Top of SOURCE DATA

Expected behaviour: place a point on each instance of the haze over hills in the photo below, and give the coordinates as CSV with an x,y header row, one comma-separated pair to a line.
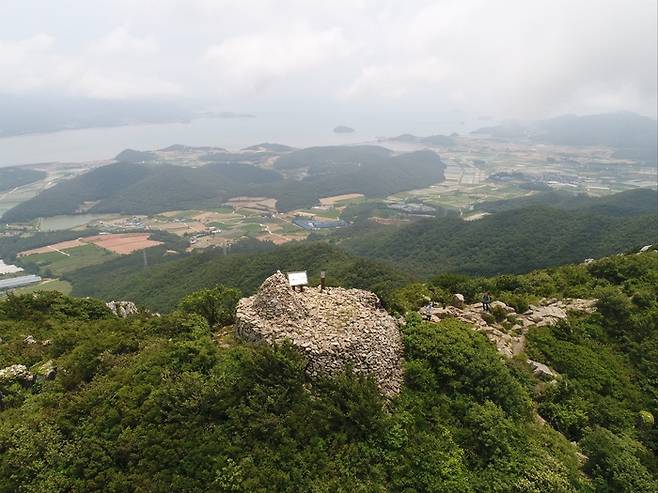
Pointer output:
x,y
12,177
634,136
514,241
138,184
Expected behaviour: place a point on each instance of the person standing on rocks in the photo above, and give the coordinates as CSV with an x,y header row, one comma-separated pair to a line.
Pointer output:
x,y
486,301
428,311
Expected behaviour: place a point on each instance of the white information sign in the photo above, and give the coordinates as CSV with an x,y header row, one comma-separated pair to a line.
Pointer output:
x,y
297,278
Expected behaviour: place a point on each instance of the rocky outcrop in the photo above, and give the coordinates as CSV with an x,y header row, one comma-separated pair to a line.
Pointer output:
x,y
334,328
122,309
508,335
16,372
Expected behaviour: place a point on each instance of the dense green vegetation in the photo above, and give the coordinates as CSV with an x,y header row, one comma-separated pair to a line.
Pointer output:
x,y
168,279
159,404
508,242
632,202
12,177
154,404
513,241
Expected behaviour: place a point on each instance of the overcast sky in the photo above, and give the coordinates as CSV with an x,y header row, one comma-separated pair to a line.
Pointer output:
x,y
507,58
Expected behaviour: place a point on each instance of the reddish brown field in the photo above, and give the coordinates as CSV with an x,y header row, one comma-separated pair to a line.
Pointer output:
x,y
123,243
63,245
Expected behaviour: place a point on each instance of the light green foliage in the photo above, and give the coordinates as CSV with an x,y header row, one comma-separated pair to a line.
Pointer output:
x,y
155,404
216,305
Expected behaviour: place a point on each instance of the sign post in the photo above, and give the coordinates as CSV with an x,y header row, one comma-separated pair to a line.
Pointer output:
x,y
298,279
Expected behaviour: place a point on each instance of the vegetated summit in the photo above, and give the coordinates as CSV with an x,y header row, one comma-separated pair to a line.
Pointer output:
x,y
165,403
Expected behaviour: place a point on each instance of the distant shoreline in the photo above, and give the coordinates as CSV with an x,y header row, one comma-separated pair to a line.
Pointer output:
x,y
137,123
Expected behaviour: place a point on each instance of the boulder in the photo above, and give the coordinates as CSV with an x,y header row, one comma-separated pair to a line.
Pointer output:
x,y
16,372
46,370
541,370
458,300
122,309
500,304
333,328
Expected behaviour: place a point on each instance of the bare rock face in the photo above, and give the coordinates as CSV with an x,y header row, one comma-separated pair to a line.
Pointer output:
x,y
122,309
16,372
334,328
510,340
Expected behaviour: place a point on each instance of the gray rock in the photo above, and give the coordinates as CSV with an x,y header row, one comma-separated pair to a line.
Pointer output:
x,y
458,300
122,309
541,370
16,372
333,328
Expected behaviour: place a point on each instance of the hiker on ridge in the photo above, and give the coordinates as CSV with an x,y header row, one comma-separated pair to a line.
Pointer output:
x,y
486,302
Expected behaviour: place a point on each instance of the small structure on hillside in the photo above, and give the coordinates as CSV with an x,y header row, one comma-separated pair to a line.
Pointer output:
x,y
334,327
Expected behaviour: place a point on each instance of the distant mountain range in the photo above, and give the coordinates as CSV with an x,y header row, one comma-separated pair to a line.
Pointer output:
x,y
138,184
516,240
521,235
633,136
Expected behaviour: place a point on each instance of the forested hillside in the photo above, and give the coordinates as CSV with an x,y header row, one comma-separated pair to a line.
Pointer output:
x,y
160,286
631,202
513,241
158,404
138,185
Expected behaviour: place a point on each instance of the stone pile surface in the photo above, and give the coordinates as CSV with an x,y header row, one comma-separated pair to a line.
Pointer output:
x,y
122,309
334,328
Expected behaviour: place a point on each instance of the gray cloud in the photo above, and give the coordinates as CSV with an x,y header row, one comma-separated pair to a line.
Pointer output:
x,y
512,59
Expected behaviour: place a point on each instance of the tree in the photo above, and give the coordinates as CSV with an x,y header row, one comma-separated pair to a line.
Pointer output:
x,y
216,305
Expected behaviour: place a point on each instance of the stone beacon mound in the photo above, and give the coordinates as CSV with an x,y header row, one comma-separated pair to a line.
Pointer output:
x,y
334,328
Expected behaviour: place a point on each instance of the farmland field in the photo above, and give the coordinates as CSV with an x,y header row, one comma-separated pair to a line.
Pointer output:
x,y
59,263
63,287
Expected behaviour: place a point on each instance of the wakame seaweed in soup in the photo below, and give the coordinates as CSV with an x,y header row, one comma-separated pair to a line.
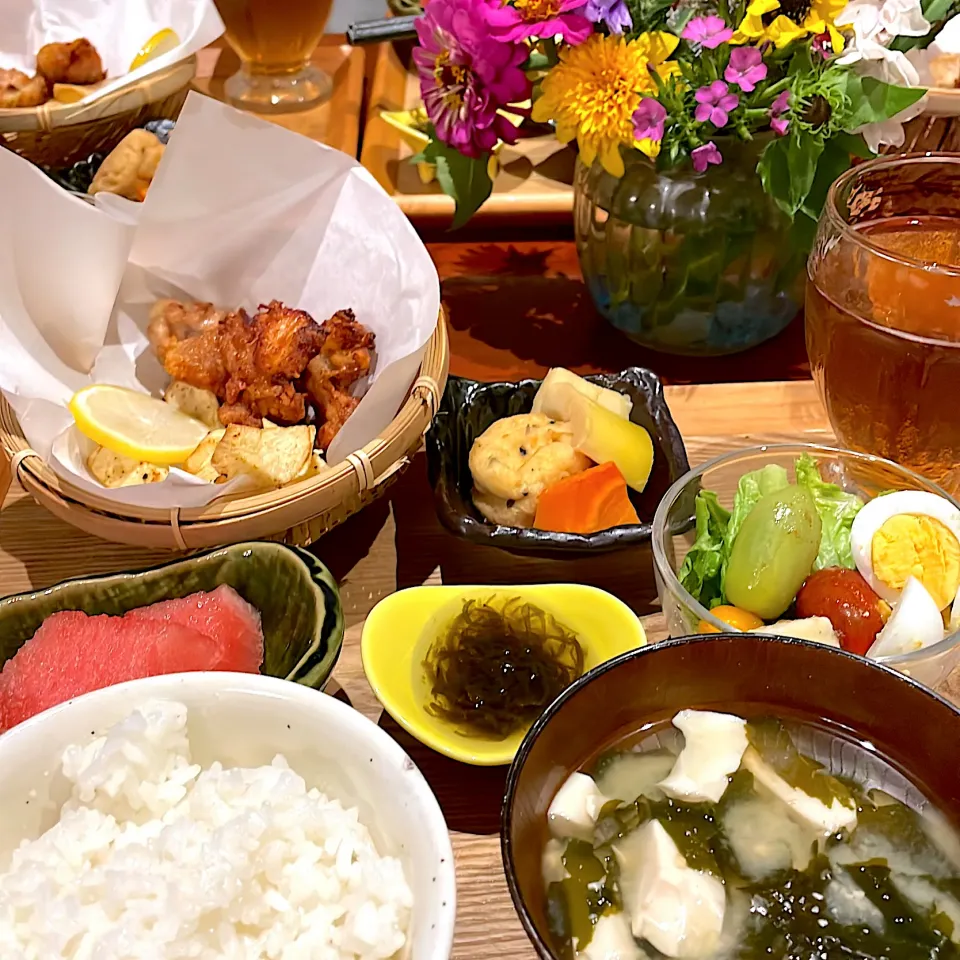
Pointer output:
x,y
748,840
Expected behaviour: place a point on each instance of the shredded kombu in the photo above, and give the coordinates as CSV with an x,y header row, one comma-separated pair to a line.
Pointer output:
x,y
498,665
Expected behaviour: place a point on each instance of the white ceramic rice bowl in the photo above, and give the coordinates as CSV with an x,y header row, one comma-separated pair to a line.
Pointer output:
x,y
245,720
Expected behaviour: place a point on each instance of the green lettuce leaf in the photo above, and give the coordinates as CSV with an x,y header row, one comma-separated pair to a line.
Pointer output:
x,y
701,569
751,488
837,508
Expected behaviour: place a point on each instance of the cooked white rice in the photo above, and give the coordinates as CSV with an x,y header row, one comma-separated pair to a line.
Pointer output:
x,y
156,859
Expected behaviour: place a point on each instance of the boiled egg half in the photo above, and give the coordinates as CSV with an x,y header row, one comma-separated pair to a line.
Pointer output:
x,y
909,534
915,623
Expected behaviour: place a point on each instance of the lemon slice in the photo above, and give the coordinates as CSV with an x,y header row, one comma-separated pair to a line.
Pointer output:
x,y
135,425
163,41
74,92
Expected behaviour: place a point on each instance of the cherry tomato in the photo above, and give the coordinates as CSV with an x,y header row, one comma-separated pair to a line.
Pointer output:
x,y
847,601
733,617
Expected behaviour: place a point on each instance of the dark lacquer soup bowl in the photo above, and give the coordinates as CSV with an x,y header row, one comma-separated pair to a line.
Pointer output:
x,y
912,732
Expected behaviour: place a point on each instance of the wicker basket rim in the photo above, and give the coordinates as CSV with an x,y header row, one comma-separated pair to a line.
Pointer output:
x,y
154,86
365,465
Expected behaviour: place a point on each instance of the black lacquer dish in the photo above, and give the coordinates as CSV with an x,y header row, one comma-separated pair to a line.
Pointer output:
x,y
469,407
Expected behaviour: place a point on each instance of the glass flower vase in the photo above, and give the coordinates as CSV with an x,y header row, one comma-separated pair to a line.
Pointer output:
x,y
684,262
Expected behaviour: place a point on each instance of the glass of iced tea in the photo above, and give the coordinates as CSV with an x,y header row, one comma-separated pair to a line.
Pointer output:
x,y
275,40
883,311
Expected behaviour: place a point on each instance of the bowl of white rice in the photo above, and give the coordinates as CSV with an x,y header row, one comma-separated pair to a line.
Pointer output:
x,y
218,816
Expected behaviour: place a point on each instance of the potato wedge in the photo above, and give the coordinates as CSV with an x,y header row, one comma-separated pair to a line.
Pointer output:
x,y
209,473
200,404
314,465
113,470
201,457
271,457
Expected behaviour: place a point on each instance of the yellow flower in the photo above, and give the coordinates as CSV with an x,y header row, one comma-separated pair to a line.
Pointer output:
x,y
650,147
794,21
594,90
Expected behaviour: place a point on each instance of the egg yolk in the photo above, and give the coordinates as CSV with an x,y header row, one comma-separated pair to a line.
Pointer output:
x,y
909,545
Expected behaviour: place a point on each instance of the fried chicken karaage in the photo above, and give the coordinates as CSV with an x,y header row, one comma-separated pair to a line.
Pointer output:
x,y
76,62
343,359
19,90
268,366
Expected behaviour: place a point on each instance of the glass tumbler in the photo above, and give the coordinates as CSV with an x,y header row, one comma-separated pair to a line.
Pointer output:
x,y
275,40
883,312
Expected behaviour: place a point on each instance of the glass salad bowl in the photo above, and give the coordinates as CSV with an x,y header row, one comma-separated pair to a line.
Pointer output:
x,y
675,532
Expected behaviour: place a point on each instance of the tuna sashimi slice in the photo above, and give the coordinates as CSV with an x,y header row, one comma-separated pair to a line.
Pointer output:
x,y
72,654
224,616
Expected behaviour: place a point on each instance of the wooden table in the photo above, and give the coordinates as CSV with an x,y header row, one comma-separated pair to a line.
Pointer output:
x,y
398,543
335,122
537,284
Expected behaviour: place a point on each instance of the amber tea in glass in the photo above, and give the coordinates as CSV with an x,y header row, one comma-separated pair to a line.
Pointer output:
x,y
883,312
275,40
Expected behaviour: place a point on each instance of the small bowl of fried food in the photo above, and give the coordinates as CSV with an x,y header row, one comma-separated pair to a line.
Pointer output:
x,y
253,401
560,467
50,115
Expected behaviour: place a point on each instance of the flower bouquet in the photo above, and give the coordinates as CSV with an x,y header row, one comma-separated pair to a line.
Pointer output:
x,y
709,132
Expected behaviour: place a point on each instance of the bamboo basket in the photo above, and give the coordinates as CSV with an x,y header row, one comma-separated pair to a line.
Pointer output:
x,y
59,134
297,514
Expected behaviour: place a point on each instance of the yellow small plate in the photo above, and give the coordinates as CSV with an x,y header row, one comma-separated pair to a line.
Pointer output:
x,y
394,642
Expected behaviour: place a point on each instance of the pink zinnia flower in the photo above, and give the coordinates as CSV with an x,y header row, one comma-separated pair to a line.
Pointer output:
x,y
778,108
746,68
709,32
714,103
703,156
613,13
532,19
466,76
648,120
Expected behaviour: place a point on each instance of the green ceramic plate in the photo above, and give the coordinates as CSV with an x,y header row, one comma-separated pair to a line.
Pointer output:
x,y
295,593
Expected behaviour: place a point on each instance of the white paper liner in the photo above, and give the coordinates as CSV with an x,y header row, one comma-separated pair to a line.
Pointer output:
x,y
117,28
241,212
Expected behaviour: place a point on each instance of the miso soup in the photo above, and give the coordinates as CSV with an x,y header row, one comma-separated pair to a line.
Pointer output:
x,y
721,838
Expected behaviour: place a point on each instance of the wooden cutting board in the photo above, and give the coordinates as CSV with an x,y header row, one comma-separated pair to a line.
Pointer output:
x,y
336,122
536,174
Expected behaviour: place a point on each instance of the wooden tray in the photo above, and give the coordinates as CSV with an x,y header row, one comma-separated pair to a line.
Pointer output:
x,y
335,122
535,178
397,543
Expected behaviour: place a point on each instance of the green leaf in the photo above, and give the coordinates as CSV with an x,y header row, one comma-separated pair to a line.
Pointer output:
x,y
935,12
788,167
801,63
837,508
834,160
536,61
465,179
700,572
775,173
876,101
753,486
803,152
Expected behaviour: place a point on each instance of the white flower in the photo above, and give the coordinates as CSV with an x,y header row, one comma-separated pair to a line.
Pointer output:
x,y
903,18
890,132
948,39
880,21
946,44
875,60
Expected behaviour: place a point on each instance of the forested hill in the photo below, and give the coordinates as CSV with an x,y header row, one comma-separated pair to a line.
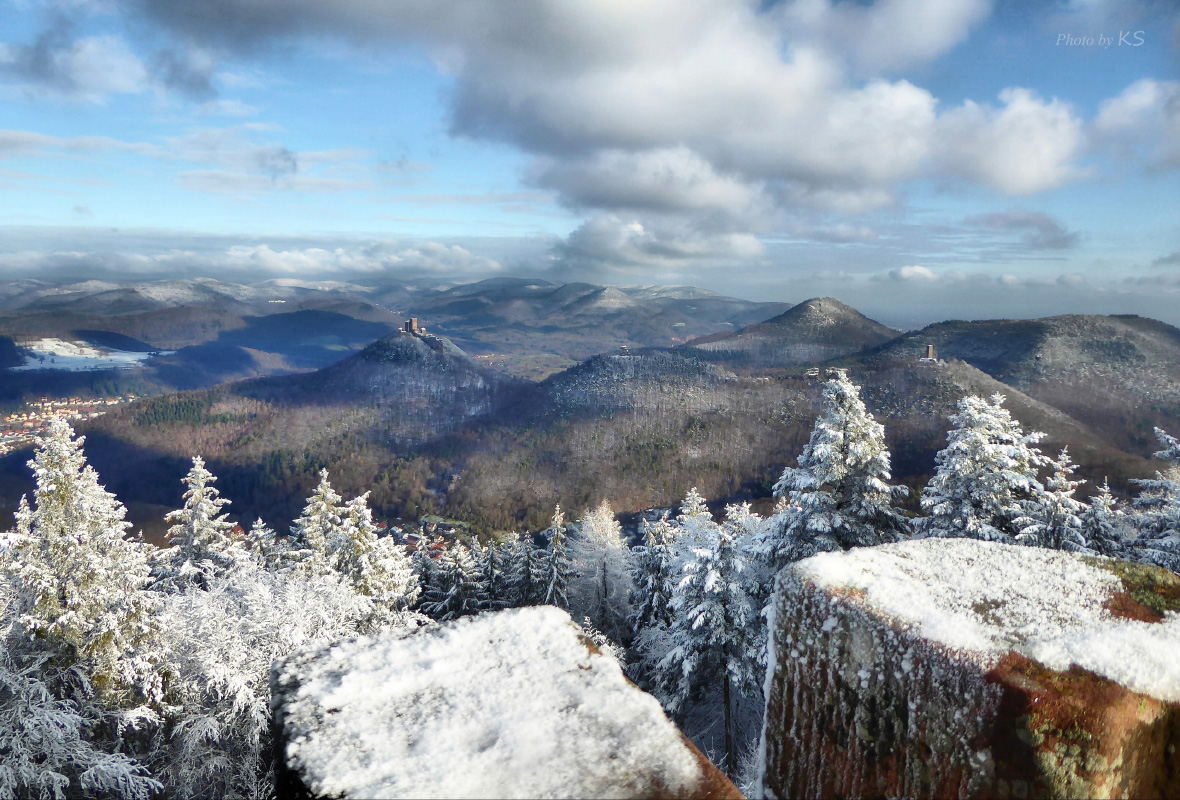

Bottom of SOURCE DATA

**BRIEF**
Please give the number of lines in the data above that contain the word "forested", with nothing else.

**PROBLEM SOLUTION**
2